**Task requirements**
Lay out the part of the material that opens with the line containing "Task: Where can the person's" and continues through the end of the material as a Markdown table with the columns "Number" and "Entry". Number each line in order and omit any blank lines.

[Records from a data source]
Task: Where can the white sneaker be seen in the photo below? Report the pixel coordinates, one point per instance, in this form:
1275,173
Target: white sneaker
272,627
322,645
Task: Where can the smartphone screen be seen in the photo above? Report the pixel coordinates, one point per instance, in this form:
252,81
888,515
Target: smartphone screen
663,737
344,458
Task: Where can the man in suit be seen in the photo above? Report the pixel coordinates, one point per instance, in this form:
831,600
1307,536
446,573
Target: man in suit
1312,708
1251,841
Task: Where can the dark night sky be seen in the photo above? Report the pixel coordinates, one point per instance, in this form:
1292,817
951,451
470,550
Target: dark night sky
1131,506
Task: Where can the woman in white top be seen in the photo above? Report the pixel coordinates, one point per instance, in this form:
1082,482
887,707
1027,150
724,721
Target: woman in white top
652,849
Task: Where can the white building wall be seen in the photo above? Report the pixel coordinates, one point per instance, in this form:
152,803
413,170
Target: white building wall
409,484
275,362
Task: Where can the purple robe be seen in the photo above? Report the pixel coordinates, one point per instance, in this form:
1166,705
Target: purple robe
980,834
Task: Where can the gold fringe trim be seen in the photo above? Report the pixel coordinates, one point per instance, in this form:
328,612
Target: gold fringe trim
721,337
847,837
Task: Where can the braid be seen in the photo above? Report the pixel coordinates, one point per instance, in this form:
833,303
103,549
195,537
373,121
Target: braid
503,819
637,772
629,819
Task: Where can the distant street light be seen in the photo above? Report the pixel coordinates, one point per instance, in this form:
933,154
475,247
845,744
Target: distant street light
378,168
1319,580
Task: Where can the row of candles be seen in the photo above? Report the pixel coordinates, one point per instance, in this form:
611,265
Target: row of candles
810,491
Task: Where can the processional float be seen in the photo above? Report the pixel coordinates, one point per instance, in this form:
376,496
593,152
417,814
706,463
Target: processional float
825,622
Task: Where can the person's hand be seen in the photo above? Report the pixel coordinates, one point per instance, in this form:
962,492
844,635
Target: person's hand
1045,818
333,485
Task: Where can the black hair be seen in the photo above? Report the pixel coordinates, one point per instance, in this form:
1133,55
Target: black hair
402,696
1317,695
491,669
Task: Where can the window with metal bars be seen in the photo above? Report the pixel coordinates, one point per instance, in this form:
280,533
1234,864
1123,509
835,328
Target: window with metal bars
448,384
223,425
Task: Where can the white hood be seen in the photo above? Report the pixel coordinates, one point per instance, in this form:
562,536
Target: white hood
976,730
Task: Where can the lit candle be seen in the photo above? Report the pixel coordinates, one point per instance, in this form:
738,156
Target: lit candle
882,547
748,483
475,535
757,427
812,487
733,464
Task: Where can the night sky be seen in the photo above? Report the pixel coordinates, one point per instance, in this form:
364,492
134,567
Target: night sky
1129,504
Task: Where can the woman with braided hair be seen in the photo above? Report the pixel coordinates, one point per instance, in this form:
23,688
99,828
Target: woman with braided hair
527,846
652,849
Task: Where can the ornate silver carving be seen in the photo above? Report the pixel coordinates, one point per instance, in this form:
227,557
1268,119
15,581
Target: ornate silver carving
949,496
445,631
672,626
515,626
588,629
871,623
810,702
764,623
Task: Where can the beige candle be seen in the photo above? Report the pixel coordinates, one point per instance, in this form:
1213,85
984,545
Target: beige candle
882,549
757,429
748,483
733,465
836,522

**Complete response**
| Number | Entry |
|---|---|
| 1 | Task: Where can the person's hand be seen in the photo above? Report the pixel coordinates, one point per instance, in this form: |
| 2 | 962,492 |
| 3 | 844,635 |
| 4 | Target: person's hand |
| 5 | 1045,818 |
| 6 | 333,485 |
| 7 | Task: Where can the black hair be seen in the photo above? Report the pixel coordinates, one point per instance, in this form: |
| 8 | 1133,55 |
| 9 | Target: black hair |
| 10 | 402,696 |
| 11 | 1317,695 |
| 12 | 491,669 |
| 13 | Task: Where can the window with metal bars be seen in the photo above? Report the pixel coordinates, one point per instance, in this form: |
| 14 | 280,533 |
| 15 | 1234,864 |
| 16 | 1123,509 |
| 17 | 835,328 |
| 18 | Target: window with metal bars |
| 19 | 448,384 |
| 20 | 223,425 |
| 21 | Task: Where can the white hood be seen in the photo above? Report the pixel coordinates, one point per instance, in this form: |
| 22 | 562,536 |
| 23 | Target: white hood |
| 24 | 976,730 |
| 25 | Task: Where can the lit candle be seen in the photo above? Report the pixel coordinates, one point per instance, in this form: |
| 26 | 738,156 |
| 27 | Target: lit candle |
| 28 | 882,547 |
| 29 | 748,483 |
| 30 | 475,535 |
| 31 | 757,427 |
| 32 | 812,487 |
| 33 | 733,464 |
| 34 | Task: Where can the night sky be seen in the photo above? Report the pixel coordinates, one point per instance, in this form: |
| 35 | 364,492 |
| 36 | 134,567 |
| 37 | Target: night sky |
| 38 | 1129,504 |
| 39 | Task: Where can the woman with braided hair be seen in the photo above? Report the pixel coordinates, one point per instance, in this form: |
| 40 | 23,688 |
| 41 | 99,828 |
| 42 | Target: woman with braided hair |
| 43 | 527,846 |
| 44 | 652,849 |
| 45 | Task: Where can the ornate silver carving be seen in the photo above? Report the pixel coordinates, one point per instance, in this form: |
| 46 | 227,557 |
| 47 | 1268,119 |
| 48 | 15,581 |
| 49 | Target: ornate silver carving |
| 50 | 949,496 |
| 51 | 445,631 |
| 52 | 672,626 |
| 53 | 515,626 |
| 54 | 588,629 |
| 55 | 871,623 |
| 56 | 810,702 |
| 57 | 764,623 |
| 58 | Task: Where can the beige candle be seen in the photo above? Report the pixel coordinates, one point per instance, in this form: |
| 59 | 1213,85 |
| 60 | 984,545 |
| 61 | Target: beige candle |
| 62 | 882,549 |
| 63 | 757,429 |
| 64 | 748,483 |
| 65 | 733,465 |
| 66 | 836,522 |